## [EXTRACTED TEXT]
Today, my husband kicked down the banister to the stairway, kicked the dog, threw a chair, called me a cunt, and told me that he's going to fuck another woman tonight in order to make sure that he never comes back to me again. He also threatened to kick in the door if I don't let him in when he comes back to get the rest of his things. It was very dramatic.
I took him to his parents' house, and that's that. I hope he stays.
He got himself very worked up because I wouldn't let him use my credit card to get car insurance. He had the money to give to me, and I still wouldn't let him use it. I'm afraid that next month, he won't have the money, and I'll get stuck with the bill (like always). He's also very hurt that I won't drive him to the methadone clinic in the mornings at the time he would like to go, and it's not good enough that I'm perfectly willing to drive him later. He's also very upset with the idea that I'm not willing to put his needs before mine anymore. He finds the idea abhorrent.

## [GIVEN MATERIAL]
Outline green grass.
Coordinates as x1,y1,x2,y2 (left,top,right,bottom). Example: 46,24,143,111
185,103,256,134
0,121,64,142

## [TO DO]
- A) Reproduce the personal account about the husband from "Today, my husband" up to and including "was very dramatic.".
- B) Answer these questions using the personal account about the husband.
(i) Where did the narrator take the husband?
(ii) What would the narrator not let him use to get car insurance?
(iii) Where does he want to be driven in the mornings?
- C) Continue the personal account about the husband, starting after its final sentence.

## [ANSWERS TO THE TASKS]
- A)
Today, my husband kicked down the banister to the stairway, kicked the dog, threw a chair, called me a cunt, and told me that he's going to fuck another woman tonight in order to make sure that he never comes back to me again. He also threatened to kick in the door if I don't let him in when he comes back to get the rest of his things. It was very dramatic.

- B)
(i) To his parents' house.
(ii) The narrator's credit card.
(iii) To the methadone clinic.

- C)
There is a part of me that is relieved that he's gone, and I'm hoping that his anger will fester long enough to keep him away. There is another part of me that is really deeply hurt. I never wanted our relationship to end. It saddens me that the tools I need to be able to live with him in his disease make him unable to stand living with me. Right now, he refuses to take responsibility for his own life. He refuses to live with me if I won't enable him, and it's really sad that he's that deep into his sickness.
It's sad that he can't see how messed up he is, too. I understand that he's struggling. He's trying to get a car, which seems like a real ticket out of a lot of the troubles he's gotten himself into; he's realizing he's not likely to be able to get this car with his arrest warrant and shoddy credit history. He's desperate for a loophole that will keep him from having to clean up the messes he's made, and he wants it to be someone else's fault. I hate to see him hurting so much, and I'm mad at his disease for taking away my sweet, sweet man. I want that man desperately.
I realized something today. While I was driving him to his mother's house, he was cursing me and saying all kinds of awful things, and it was hurting so, so badly. In the end, though, as much as it's hurt to have to pass through this awful time with him, I wouldn't trade a second of it. I love him, and I would take every bit of pain I've experienced as his wife to have had the opportunity to experience the other side of him. I risked a lot to be able to be with him, and it was worth it. I've known true love, real love, and I'm glad we had our time together. It was worth it.
It was worth it.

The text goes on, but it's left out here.